→ What the exercise asks: What is needed is an exact copy of all the records below.

→ Saved data entries:
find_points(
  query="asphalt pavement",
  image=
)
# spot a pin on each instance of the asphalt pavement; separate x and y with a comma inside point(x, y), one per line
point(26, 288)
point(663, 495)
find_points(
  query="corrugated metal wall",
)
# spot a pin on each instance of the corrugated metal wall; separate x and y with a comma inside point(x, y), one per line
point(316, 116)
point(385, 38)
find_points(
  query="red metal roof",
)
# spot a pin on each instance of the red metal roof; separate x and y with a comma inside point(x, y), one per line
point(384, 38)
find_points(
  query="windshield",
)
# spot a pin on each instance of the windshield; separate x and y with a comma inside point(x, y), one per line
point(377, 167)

→ Output of the exercise:
find_points(
  query="asphalt pavement",
  image=
)
# spot a pin on each instance of the asphalt pavement; separate x and y with a comma inside point(x, y), one per line
point(26, 288)
point(663, 495)
find_points(
  query="corrugated metal wall",
)
# spot a pin on each instance of the corrugated metal wall; separate x and y with a comma inside point(x, y), one per line
point(316, 116)
point(385, 38)
find_points(
  query="red metal roof",
)
# spot a pin on each instance of the red metal roof; separate x and y with a comma inside point(x, y), one per line
point(384, 38)
find_points(
  query="windshield",
)
# spot a pin on each instance of the windshield; separate x and y with a comma inside point(x, y), one per line
point(377, 167)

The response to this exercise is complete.